*The records*.
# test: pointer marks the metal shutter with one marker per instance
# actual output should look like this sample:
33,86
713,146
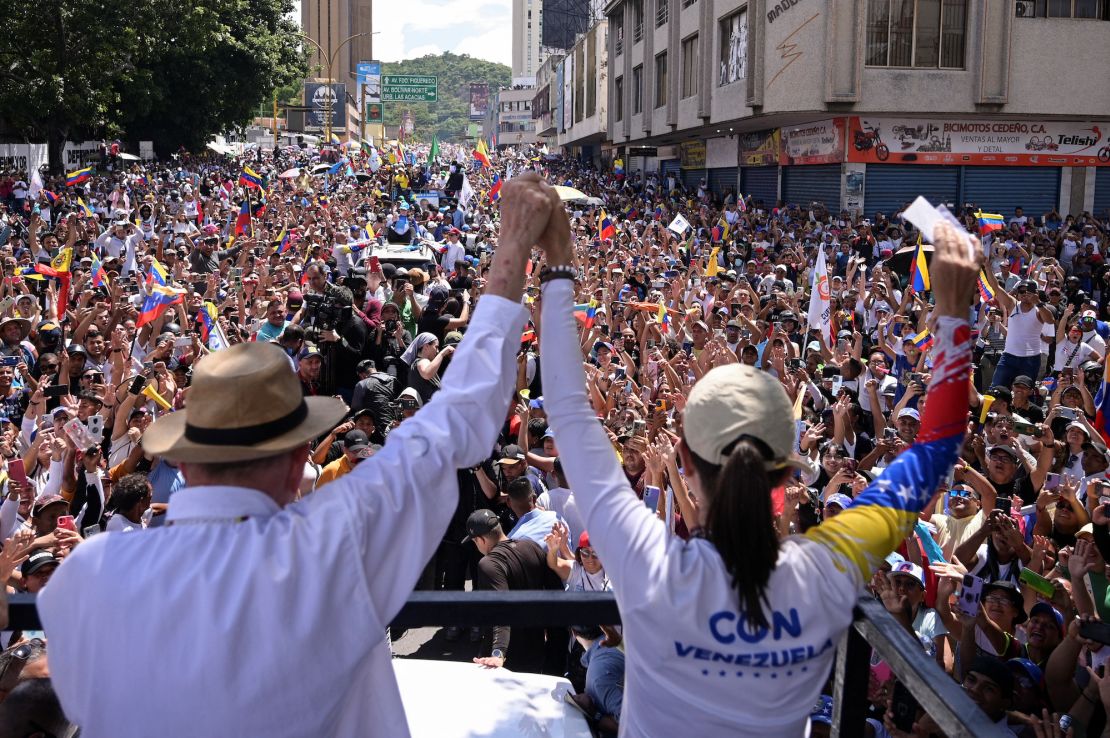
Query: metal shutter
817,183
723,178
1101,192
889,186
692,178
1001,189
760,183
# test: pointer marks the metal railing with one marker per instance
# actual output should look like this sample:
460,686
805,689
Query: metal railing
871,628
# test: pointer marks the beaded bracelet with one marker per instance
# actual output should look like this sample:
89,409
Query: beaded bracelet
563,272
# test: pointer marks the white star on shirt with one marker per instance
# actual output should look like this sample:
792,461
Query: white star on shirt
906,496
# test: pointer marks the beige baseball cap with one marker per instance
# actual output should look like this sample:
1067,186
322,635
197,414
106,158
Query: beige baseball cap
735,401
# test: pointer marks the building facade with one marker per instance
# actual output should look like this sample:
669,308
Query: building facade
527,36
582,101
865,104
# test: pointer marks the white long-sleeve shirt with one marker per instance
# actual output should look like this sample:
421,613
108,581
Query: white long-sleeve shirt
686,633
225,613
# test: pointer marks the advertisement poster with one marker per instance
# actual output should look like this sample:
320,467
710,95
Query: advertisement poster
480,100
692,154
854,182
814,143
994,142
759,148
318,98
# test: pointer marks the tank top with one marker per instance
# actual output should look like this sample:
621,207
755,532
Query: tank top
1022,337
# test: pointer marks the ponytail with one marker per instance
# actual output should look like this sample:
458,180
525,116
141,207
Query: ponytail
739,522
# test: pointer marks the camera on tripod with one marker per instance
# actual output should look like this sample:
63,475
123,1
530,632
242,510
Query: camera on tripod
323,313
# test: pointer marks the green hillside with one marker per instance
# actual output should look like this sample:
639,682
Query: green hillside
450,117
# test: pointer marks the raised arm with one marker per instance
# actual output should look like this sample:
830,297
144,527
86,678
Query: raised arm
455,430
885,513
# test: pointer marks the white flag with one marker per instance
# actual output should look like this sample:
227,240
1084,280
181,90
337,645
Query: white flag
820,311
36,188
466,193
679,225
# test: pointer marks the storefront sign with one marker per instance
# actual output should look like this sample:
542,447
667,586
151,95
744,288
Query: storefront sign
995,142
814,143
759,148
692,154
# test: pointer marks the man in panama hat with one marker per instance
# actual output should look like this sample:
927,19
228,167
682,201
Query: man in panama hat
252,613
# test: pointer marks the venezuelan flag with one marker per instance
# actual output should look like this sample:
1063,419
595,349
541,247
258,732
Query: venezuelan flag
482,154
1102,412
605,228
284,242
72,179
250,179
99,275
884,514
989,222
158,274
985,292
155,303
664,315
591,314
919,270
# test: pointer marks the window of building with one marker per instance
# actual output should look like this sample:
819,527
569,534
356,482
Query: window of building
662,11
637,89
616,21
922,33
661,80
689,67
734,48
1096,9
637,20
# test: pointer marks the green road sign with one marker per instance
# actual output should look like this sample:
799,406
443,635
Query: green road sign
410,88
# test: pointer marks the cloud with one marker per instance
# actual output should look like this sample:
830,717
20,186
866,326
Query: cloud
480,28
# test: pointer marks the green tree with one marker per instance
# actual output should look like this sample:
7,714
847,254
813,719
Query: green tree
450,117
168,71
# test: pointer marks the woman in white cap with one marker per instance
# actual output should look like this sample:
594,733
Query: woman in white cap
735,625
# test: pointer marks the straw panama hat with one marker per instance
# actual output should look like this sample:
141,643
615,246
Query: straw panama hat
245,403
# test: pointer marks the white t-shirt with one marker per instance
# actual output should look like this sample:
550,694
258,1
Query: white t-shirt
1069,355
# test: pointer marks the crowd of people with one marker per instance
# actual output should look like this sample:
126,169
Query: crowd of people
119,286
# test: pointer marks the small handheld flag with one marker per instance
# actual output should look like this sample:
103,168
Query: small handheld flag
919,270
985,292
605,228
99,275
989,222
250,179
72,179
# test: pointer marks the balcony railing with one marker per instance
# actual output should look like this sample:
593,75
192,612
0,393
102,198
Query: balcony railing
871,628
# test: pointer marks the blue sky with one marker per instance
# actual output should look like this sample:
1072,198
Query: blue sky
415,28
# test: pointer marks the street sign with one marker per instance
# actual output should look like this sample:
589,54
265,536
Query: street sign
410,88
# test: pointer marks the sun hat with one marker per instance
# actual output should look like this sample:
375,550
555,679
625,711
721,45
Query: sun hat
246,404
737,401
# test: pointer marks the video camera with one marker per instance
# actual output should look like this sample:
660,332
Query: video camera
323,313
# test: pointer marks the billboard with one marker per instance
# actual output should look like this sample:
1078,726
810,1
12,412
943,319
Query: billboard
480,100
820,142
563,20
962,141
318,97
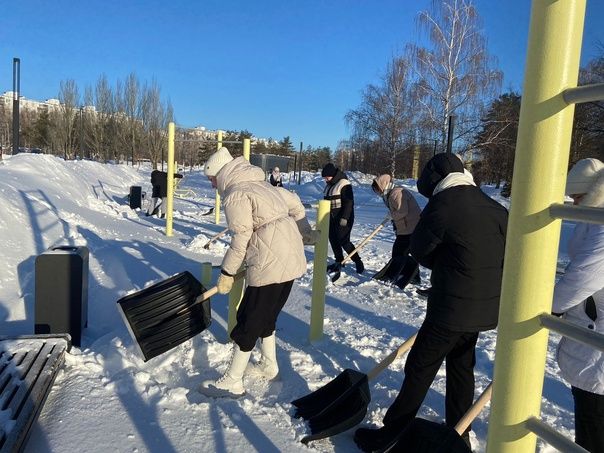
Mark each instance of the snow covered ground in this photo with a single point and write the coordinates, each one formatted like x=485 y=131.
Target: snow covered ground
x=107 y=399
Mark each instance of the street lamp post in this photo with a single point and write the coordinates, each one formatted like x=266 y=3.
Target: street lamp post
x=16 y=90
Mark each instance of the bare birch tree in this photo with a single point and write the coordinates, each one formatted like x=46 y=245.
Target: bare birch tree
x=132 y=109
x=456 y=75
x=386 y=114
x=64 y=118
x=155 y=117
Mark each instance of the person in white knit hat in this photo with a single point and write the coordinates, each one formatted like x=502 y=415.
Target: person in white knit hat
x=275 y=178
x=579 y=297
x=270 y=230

*Task item*.
The whole of the data above needs retyping exactly, with pictures omitted.

*Solution to this task*.
# test: pointer marks the metal shutter with one marker per instance
# actual output should look like this sample:
33,86
713,146
Query: metal shutter
817,183
723,178
1101,192
889,186
692,178
1001,189
760,183
# test: pointer marks the metal railing with one marker per instance
# actual output should look like this sample:
460,686
805,689
Query: metal railing
871,628
# test: pointer marks the beaded bracelet with one marker per instance
# actual output should look like this sample:
89,409
Query: beaded bracelet
563,272
# test: pointer marks the white star on shirt with one marker per instance
# actual output should look like this sample:
792,461
Query: white star on shirt
906,496
# test: pointer marks the beige baseball cap with one marker per instance
# actual output should look like this sample:
1067,186
322,635
197,414
106,158
Query: beige baseball cap
735,401
# test: pointer marks the building facade with one marker per instance
# actual output should look like this sample:
669,308
Query: building facade
527,36
582,101
865,104
# test: pointer marks the white long-sleeve shirt with one marker per instance
# actual output should look like this sample:
421,613
108,581
Query: white long-sleeve shirt
686,633
225,613
# test: pointer marks the advertisement poster with one marker per instance
# actual output should look like this sample:
320,467
710,95
Query: advertisement poster
480,100
692,154
854,182
814,143
994,142
759,148
318,98
# test: pointer marks the tank top with one marker per instance
# actual output should look like this sample:
621,207
755,532
Query: tank top
1022,337
# test: pointer marks the ponytail with one marker per instance
# actual output should look like this sample:
458,180
525,116
141,207
Query: ponytail
739,522
# test: pointer marks the camera on tripod with one marker per instance
# actual output should look like this sample:
63,475
123,1
530,632
242,510
Query: camera on tripod
323,313
# test: pointer marks the green hillside with one marker per instance
# actual output should look like this sample:
639,682
Query: green hillside
450,117
# test: pointer marks the raised arm with one marker per instance
# actual output should look like this sample:
830,297
144,527
86,678
Query: raised arm
455,430
885,513
# test: pointer marks the white flag with one marker per instance
# actual output should look like this sample:
227,240
1084,280
181,90
337,645
Query: white flag
820,311
36,188
466,193
679,225
# test: pointer marks the storefront sign with one marker per instance
# actual output should look like this sample:
542,447
667,586
151,95
744,288
Query: storefront sign
995,142
814,143
759,148
692,154
# test: pointer marks the man in panama hat with one marker per instance
# actual output should look like this sample:
927,19
228,167
682,201
Query: man in panama hat
252,613
# test: pointer marks the venezuelan flag with one marker per instance
# actual output should look like this sample:
1063,419
595,349
541,247
258,732
Query: venezuelan flag
482,154
1102,412
605,228
284,242
72,179
250,179
99,275
884,514
989,222
158,274
985,292
155,303
664,315
591,314
919,270
# test: pointer marks the window of building with one marker per instance
# actual output should look like this sample:
819,527
569,534
356,482
Query: window of building
662,11
637,89
616,21
922,33
661,80
689,67
734,48
1096,9
637,20
# test: pointer marks the green road sign with one marker per instance
# actual output should look like this sample:
799,406
443,635
Query: green road sign
410,88
# test: pointer marks the cloud with one marker per instance
# actual output should look like this sample:
830,717
20,186
866,326
Query: cloud
480,28
# test: pointer marks the green tree with one marker per instance
# actual output should look like this sample:
7,714
847,254
813,719
Query: green tree
450,117
168,71
# test: pointer marks the woman in white cap with one marker per instance
# actual output should look like this sample:
594,733
Query: woman in white cap
735,625
# test: pointer marks the straw panama hat with one marker per instance
# actual output should look like this sample:
141,643
615,246
Query: straw panama hat
245,403
# test: pointer marks the white t-shirt with one marker per instance
# actual output should look like this sample:
550,694
258,1
Query: white t-shirt
1069,355
# test: pointer marks the crowd of people with one marker per instance
# actual output should look like this sample:
126,169
Query: crowd of people
119,286
# test: pointer marks the small handheld flag with one marker per instance
# actual output should look like this sample:
103,168
Query: small handheld flag
919,270
985,292
605,228
99,275
989,222
250,179
72,179
# test: pointer marks the balcony railing with one marker per instance
# actual output should look like this sample:
593,75
192,612
0,393
102,198
Query: balcony railing
871,628
# test: pointer marks the blue sky with one marker per instance
# actual output should look like this sample:
1072,198
Query: blue sky
415,28
# test: pointer marks the street sign with one marker per instance
# actual output should look like this sample:
589,54
265,536
Query: street sign
410,88
# test: pointer marks the sun hat with one marker per instance
# actual output should look like this sample:
375,550
555,679
625,711
721,45
Query: sun hat
246,404
737,401
# test: pointer marks the video camera with one marker per instance
# actual output should look like this sample:
660,332
Query: video camera
323,313
# test: pointer marks the billboard with one marker per instance
# actual output should look like this sample:
1078,726
810,1
12,412
943,319
Query: billboard
480,100
820,142
563,20
962,141
318,97
Mark each instance of the snow covered ground in this photo with a single point and write the coordinates, each one formatted like x=485 y=131.
Target: snow covered ground
x=107 y=399
Mark each instance of the street lamp post in this photo with a single point and write the coordinates, each one formatted like x=266 y=3.
Target: street lamp post
x=16 y=90
Mark each instance of the bare birch tree in this photo with a single point and write the coordinates, each one formatted like x=46 y=245.
Target: bare birch tree
x=132 y=109
x=456 y=75
x=386 y=114
x=64 y=118
x=155 y=117
Mark each instance of the person in white knit hat in this photo with a single point and write the coordinates, each one formatted like x=502 y=415.
Target: person in white knit hat
x=275 y=178
x=579 y=297
x=270 y=230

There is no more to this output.